→ **WHAT TO DO**
Copy out all of the data below word for word, keeping every line in its original order.
>> start STORED DATA
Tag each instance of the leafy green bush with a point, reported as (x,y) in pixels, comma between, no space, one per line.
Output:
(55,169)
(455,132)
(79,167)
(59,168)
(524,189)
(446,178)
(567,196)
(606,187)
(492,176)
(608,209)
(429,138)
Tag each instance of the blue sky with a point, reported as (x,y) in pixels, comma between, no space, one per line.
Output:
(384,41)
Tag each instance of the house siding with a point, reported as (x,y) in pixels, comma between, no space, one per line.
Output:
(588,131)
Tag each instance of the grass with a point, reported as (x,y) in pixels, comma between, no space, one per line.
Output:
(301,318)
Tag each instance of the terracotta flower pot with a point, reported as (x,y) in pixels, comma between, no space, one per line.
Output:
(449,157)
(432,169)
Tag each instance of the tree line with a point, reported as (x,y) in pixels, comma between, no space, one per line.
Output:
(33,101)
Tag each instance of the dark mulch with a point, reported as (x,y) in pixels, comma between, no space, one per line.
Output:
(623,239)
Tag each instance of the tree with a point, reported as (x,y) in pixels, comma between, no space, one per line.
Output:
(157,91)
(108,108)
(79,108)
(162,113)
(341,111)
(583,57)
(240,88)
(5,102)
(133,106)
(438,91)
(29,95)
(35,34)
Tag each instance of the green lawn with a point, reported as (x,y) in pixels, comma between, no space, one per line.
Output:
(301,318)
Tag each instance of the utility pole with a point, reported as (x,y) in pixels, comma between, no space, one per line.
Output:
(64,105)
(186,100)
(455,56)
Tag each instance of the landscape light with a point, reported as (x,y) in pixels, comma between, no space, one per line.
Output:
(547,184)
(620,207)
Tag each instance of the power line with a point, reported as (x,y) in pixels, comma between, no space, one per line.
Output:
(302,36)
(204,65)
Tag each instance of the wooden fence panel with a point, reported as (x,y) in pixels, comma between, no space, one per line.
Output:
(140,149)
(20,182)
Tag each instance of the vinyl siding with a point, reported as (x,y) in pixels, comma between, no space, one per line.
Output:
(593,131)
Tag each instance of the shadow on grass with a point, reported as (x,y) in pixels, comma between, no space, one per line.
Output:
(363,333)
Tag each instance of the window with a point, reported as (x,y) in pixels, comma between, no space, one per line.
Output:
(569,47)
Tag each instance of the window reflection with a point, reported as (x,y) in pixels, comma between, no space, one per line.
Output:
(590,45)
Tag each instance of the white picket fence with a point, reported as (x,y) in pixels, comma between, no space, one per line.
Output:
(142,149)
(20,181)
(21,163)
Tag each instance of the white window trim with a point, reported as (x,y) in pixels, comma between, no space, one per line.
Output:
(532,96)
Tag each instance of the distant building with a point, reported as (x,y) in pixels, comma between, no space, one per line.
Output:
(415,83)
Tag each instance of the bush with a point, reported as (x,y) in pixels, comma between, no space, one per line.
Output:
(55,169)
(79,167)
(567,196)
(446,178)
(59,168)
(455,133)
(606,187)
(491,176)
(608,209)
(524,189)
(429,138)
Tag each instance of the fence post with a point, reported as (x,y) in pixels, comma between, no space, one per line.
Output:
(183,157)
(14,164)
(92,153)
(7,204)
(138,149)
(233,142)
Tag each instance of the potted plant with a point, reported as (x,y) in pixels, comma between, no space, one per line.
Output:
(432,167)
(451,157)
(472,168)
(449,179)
>> end STORED DATA
→ **TASK RESULT**
Tag each instance of the leafy green bush with a point, reported as (x,y) in pixels, comma between, no space, one per line.
Output:
(55,169)
(455,132)
(79,167)
(59,168)
(524,189)
(446,178)
(567,196)
(606,187)
(492,176)
(608,209)
(429,138)
Tag each instance of the blue sky with a point, reported as (x,y) in pixels, comma between, no space, one per line.
Output:
(384,41)
Tag each instance of the house siding with a point, reported as (x,y) in pixels, comma between, no space, one per line.
Output:
(588,131)
Tag each instance of the grass with a point, reported as (x,y) in pixels, comma between, no space, one per line.
Output:
(301,318)
Tag each instance of the terracotta flower pot with a point, reported as (x,y) in pixels, comma between, no space, one per line.
Output:
(449,157)
(432,169)
Tag each instance of the tree line with a point, reported as (x,y) in pixels, comma between, no space, one per line.
Output:
(33,101)
Tag each instance of the dark mulch with a point, reported as (x,y) in pixels, comma between, no space, one per line.
Output:
(623,239)
Tag each instance of the tree with a point, reported as (x,y) in pixels, comma between, no space, one per line.
Output:
(157,91)
(108,108)
(79,108)
(162,113)
(341,111)
(583,57)
(240,88)
(5,102)
(133,106)
(438,91)
(29,95)
(35,34)
Tag each instance of the green lawn with a point, reported as (x,y) in pixels, comma between, no space, one per line.
Output:
(301,318)
Tag each instance of the utility pole with a point, reported as (x,y) in pixels, comma between, no space, one per line.
Output:
(64,105)
(186,100)
(455,56)
Tag each instance of the landscape light with a point, reported as (x,y) in pixels, comma between, no space, one per line.
Output:
(547,184)
(620,207)
Tag each instance of the power line with a point, reported as (x,y) in pixels, comma between, no space, one per line.
Output:
(302,36)
(204,65)
Tag each instance of the wooden fence panel with a point, reported as (x,y) in pixels, comma between, no space, one per line.
Output:
(140,149)
(20,182)
Tag each instance of the vinyl siding with a point, reported as (x,y) in pixels, comma between, no space, one per line.
Output:
(593,131)
Tag each instance of the shadow on grass with a point, reported as (x,y) in pixels, comma between, no space, one per line.
Output:
(363,333)
Tag each instance of the window with a point, reported as (x,y) in pixels, comma between, no space, one per line.
Output:
(569,47)
Tag each instance of the window reflection with a point, reported as (x,y) in pixels, comma between, no space, one per line.
Output:
(590,45)
Tag each instance of the white picket fence with a point, reported as (x,y) in pixels, comma between, no space, one per line.
Output:
(142,149)
(20,181)
(21,163)
Tag each instance of the white window trim with a point, reported as (x,y) in pixels, comma between, no space, one per line.
Output:
(532,96)
Tag each instance of the distant building with a point, reported as (x,y) in pixels, comma between, no space, one per line.
Output:
(415,83)
Tag each instance of the bush with a point, reported as (x,y) in pixels, comma between, no space, one per line.
Output:
(55,169)
(79,167)
(567,196)
(446,178)
(59,168)
(455,133)
(606,187)
(491,176)
(608,209)
(524,189)
(429,138)
Tag each instance of the fence post with a point, reported as (x,y) in pixels, comma between, no space, one per line.
Output:
(183,157)
(14,164)
(92,153)
(7,204)
(138,149)
(233,142)
Tag each instance of the potted plant with a point, reported as (x,y) in pixels, comma between, no space, one per line.
Output:
(432,167)
(451,157)
(472,168)
(449,179)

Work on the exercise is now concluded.